Copy word for word the lines of the rows starting at the line that contains "Where can the unpaved" and ending with the last line of the rows, both included.

- - -

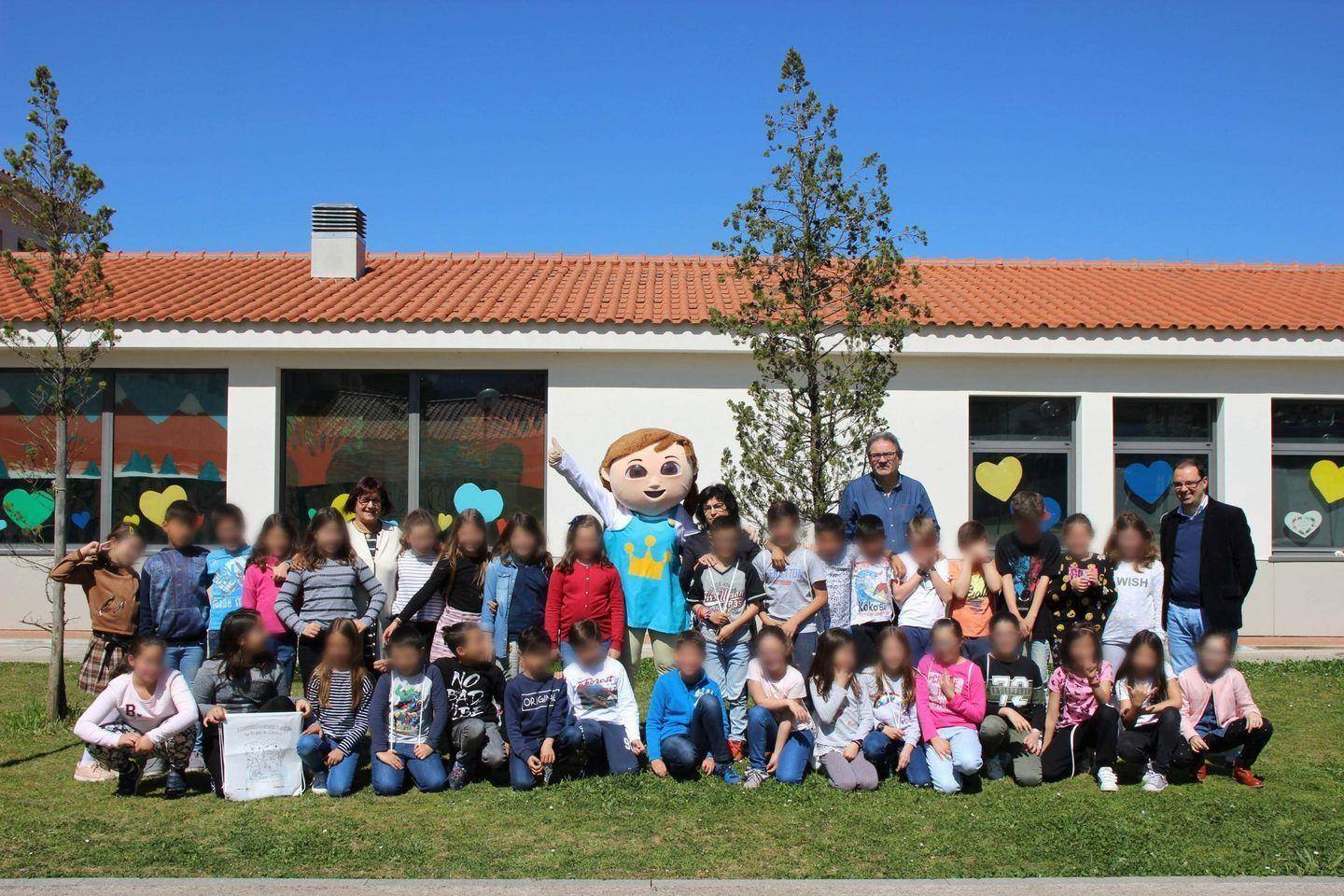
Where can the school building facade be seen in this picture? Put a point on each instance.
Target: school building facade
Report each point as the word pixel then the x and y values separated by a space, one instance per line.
pixel 274 382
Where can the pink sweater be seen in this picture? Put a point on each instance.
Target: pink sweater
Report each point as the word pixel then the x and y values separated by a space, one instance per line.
pixel 964 711
pixel 1230 694
pixel 259 592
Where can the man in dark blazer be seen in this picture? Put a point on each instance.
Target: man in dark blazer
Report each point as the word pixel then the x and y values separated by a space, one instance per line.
pixel 1209 563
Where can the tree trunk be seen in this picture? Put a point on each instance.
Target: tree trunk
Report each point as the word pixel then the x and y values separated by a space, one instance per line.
pixel 57 706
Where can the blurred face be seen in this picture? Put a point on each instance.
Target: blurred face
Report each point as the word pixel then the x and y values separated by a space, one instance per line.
pixel 883 458
pixel 690 660
pixel 588 543
pixel 650 481
pixel 1215 656
pixel 1190 486
pixel 147 665
pixel 405 658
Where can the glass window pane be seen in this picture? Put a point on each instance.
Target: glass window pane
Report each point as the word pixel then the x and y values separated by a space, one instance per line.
pixel 999 476
pixel 1309 501
pixel 27 462
pixel 1147 418
pixel 1022 418
pixel 1144 483
pixel 484 428
pixel 170 442
pixel 1308 421
pixel 342 426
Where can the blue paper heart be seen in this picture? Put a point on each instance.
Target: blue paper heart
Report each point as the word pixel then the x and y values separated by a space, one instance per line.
pixel 1053 513
pixel 470 496
pixel 1149 483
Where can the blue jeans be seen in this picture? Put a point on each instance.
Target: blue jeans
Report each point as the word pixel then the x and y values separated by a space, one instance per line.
pixel 602 745
pixel 793 758
pixel 965 759
pixel 187 658
pixel 726 664
pixel 341 778
pixel 705 737
pixel 567 651
pixel 883 752
pixel 918 639
pixel 429 774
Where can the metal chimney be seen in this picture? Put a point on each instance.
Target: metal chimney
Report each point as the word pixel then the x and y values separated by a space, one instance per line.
pixel 338 242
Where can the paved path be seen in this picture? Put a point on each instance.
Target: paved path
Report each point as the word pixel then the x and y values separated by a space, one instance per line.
pixel 973 887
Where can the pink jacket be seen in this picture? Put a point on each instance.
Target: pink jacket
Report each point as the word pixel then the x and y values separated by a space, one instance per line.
pixel 964 711
pixel 1230 693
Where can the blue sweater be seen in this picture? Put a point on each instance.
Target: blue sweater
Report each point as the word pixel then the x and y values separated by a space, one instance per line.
pixel 671 708
pixel 174 603
pixel 532 712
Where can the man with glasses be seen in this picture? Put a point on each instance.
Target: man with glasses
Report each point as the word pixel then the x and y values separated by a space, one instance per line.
pixel 1209 563
pixel 885 493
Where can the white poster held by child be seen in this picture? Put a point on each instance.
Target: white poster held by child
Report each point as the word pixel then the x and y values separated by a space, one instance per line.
pixel 259 755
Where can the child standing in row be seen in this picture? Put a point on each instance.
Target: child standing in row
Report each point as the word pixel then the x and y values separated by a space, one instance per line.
pixel 842 713
pixel 515 587
pixel 268 567
pixel 585 586
pixel 950 702
pixel 1080 589
pixel 724 598
pixel 925 592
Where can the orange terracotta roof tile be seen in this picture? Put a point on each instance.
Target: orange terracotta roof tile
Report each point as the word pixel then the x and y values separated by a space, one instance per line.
pixel 254 287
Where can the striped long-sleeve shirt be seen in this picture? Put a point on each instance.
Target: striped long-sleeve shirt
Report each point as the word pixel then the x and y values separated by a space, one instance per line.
pixel 327 594
pixel 342 723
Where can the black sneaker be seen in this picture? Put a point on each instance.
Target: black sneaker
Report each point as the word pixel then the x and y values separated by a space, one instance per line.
pixel 128 780
pixel 176 785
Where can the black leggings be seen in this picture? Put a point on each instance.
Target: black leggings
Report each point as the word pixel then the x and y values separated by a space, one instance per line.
pixel 1156 742
pixel 210 742
pixel 1062 758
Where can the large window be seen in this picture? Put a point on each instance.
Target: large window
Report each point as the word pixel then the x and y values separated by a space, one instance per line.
pixel 1020 445
pixel 1152 437
pixel 143 441
pixel 441 441
pixel 1308 476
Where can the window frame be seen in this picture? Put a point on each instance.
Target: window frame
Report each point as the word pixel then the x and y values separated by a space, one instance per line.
pixel 1053 445
pixel 106 431
pixel 1298 449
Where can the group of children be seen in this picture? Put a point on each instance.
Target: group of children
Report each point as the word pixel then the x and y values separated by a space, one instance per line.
pixel 1036 660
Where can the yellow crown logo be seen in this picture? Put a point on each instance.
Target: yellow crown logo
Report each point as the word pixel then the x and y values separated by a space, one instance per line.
pixel 647 567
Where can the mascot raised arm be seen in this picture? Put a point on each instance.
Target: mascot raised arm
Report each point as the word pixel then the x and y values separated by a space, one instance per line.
pixel 647 486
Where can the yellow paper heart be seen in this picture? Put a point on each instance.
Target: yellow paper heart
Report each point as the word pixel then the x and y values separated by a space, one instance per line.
pixel 155 504
pixel 339 503
pixel 1328 479
pixel 1001 479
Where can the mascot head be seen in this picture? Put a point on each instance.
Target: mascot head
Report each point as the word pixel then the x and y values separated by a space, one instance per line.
pixel 651 471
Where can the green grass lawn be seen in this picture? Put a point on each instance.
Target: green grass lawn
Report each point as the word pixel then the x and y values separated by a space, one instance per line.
pixel 648 828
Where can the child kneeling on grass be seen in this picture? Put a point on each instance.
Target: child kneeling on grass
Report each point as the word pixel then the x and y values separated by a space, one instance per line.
pixel 604 704
pixel 687 724
pixel 406 721
pixel 1218 712
pixel 141 713
pixel 537 709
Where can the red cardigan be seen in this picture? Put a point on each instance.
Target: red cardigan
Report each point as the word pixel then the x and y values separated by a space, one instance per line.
pixel 585 593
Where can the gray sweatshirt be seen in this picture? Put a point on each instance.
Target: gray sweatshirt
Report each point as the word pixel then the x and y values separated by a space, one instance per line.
pixel 327 594
pixel 840 716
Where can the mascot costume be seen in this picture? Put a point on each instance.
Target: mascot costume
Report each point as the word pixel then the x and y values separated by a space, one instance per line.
pixel 648 483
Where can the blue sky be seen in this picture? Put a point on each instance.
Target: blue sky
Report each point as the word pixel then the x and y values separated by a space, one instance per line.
pixel 1013 129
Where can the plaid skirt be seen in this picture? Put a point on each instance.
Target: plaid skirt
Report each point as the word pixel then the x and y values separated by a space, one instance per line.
pixel 437 649
pixel 103 663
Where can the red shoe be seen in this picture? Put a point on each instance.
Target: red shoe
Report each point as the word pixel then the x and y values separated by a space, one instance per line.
pixel 1243 776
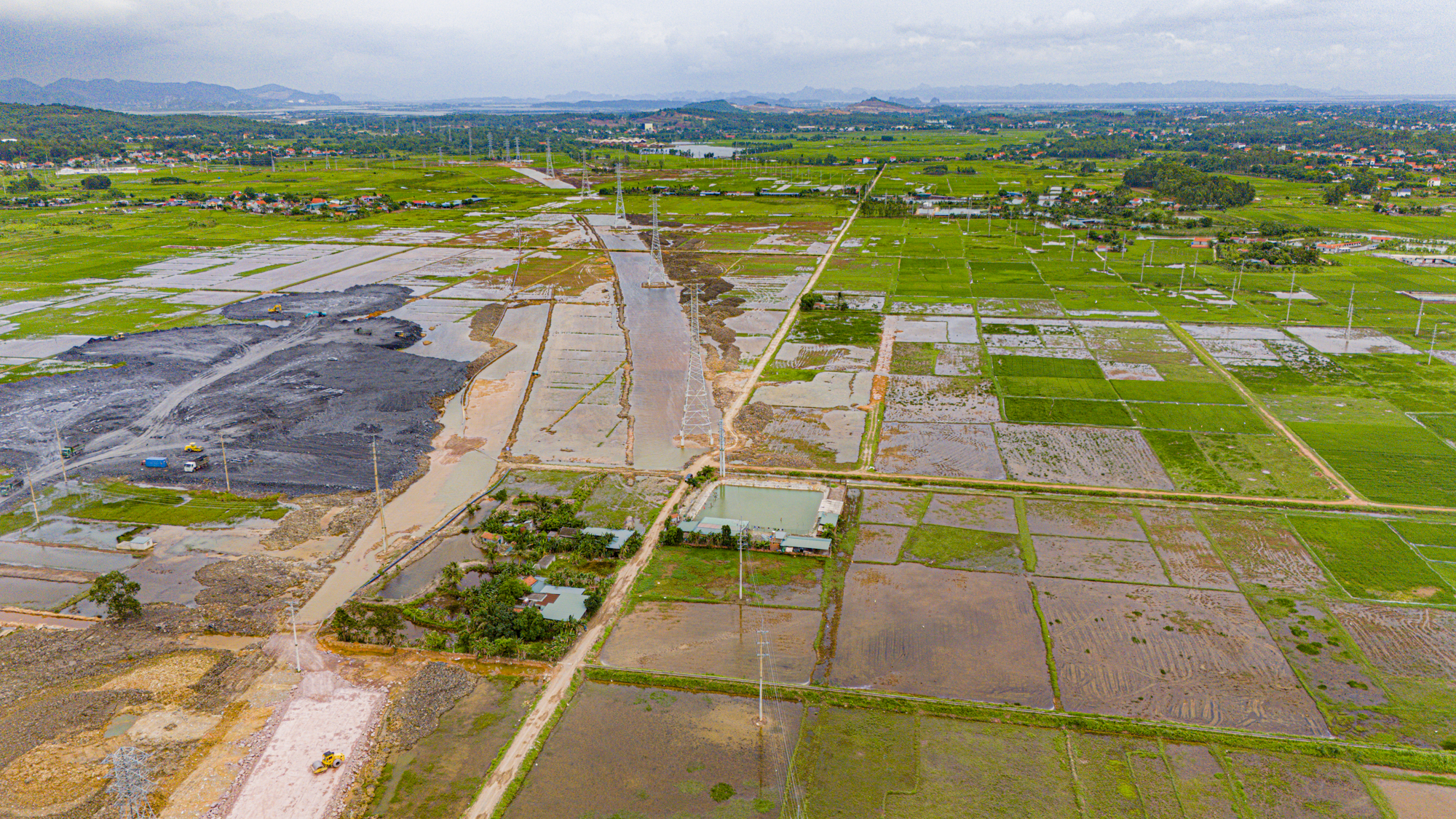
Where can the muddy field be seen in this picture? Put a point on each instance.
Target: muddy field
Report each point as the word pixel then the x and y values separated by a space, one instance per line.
pixel 654 752
pixel 716 638
pixel 1171 653
pixel 1263 551
pixel 301 404
pixel 940 633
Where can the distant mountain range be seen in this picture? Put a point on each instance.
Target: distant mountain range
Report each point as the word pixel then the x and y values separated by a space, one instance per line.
pixel 133 95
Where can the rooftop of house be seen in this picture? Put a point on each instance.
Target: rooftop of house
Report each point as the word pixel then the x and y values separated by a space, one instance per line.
pixel 557 602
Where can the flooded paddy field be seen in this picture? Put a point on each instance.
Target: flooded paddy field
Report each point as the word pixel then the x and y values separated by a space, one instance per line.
pixel 716 638
pixel 914 630
pixel 449 735
pixel 691 573
pixel 1177 654
pixel 852 762
pixel 656 752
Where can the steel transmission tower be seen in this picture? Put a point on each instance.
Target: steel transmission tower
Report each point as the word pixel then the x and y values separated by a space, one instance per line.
pixel 622 210
pixel 130 783
pixel 697 403
pixel 657 238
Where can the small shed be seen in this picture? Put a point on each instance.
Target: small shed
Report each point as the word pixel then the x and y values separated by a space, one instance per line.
pixel 807 545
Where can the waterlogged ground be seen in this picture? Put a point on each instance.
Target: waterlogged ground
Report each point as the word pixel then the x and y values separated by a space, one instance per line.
pixel 657 752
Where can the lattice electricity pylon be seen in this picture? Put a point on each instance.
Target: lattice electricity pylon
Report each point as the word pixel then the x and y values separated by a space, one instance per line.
pixel 697 403
pixel 621 215
pixel 657 238
pixel 130 783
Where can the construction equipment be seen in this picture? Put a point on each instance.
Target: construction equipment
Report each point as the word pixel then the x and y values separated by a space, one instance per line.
pixel 330 759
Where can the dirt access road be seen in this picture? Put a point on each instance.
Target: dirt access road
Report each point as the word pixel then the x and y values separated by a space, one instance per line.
pixel 560 682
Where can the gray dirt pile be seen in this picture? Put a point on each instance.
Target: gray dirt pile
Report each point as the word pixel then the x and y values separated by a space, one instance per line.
pixel 752 419
pixel 248 595
pixel 341 513
pixel 433 691
pixel 301 404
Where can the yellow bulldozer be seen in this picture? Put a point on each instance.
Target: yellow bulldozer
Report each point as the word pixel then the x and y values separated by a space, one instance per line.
pixel 330 759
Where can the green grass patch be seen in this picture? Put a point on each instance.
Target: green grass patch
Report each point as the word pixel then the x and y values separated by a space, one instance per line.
pixel 1067 411
pixel 1036 366
pixel 691 573
pixel 1177 391
pixel 836 327
pixel 1099 389
pixel 1200 417
pixel 1387 464
pixel 965 548
pixel 164 507
pixel 914 359
pixel 1371 560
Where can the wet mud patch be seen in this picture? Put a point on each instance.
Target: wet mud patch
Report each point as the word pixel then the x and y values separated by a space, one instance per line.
pixel 1187 554
pixel 1177 654
pixel 986 513
pixel 901 509
pixel 954 451
pixel 654 752
pixel 917 630
pixel 880 542
pixel 1100 456
pixel 1091 558
pixel 716 638
pixel 1281 786
pixel 1077 519
pixel 1265 553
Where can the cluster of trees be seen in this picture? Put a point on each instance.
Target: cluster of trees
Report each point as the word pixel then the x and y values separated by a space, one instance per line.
pixel 1099 146
pixel 483 620
pixel 1278 254
pixel 1189 186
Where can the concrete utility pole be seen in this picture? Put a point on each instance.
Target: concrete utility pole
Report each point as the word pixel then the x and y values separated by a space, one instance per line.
pixel 764 646
pixel 66 481
pixel 379 499
pixel 1289 304
pixel 228 478
pixel 293 618
pixel 36 509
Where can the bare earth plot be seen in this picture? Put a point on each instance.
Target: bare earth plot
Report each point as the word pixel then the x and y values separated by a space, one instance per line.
pixel 1187 554
pixel 1168 653
pixel 716 638
pixel 941 633
pixel 654 752
pixel 1101 456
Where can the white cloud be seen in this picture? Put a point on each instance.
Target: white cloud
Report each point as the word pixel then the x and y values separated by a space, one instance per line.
pixel 438 49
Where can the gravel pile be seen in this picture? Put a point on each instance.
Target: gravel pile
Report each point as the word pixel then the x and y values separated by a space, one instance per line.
pixel 416 711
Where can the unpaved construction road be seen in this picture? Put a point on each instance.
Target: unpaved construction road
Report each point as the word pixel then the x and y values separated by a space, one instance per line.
pixel 299 400
pixel 566 670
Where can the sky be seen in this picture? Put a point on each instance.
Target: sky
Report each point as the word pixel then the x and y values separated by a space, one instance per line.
pixel 459 49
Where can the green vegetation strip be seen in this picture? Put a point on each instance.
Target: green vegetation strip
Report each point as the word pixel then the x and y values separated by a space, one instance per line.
pixel 541 740
pixel 1406 758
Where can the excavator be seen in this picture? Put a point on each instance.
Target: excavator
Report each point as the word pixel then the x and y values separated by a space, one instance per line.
pixel 330 759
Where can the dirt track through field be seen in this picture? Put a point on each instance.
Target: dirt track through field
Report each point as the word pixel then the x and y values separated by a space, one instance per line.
pixel 560 682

- - -

▶ Exercise result
Where can the unpaved construction road be seen in this picture? Put a point on each instance.
Target: unpaved construction road
Report each point as the word pixel then the x and y values separated by a space, one instance per line.
pixel 299 400
pixel 566 670
Where can the sky be seen in this picture? Put a point on each instance.
Target: sky
Report each point as the word pixel then the x and y values separated by a space, one instance per line.
pixel 459 49
Where can the green vegetation strip be seen in this picture? Put a point on each instance.
Target: green vegetation strip
Report each point as the word pixel then the x and y values separated by a space, one instance per line.
pixel 541 740
pixel 1406 758
Where can the excavator be seen in this picture? Put a point on each instance.
Target: excavator
Report each point as the word pixel then the x and y values separated by a space, one instance per line.
pixel 330 759
Where can the dirt track through field be seen in this picture? Put a point on each instance.
Target: dirt track through field
Report each point as the word pixel then the x and y values separated by a space, one instance per line.
pixel 560 682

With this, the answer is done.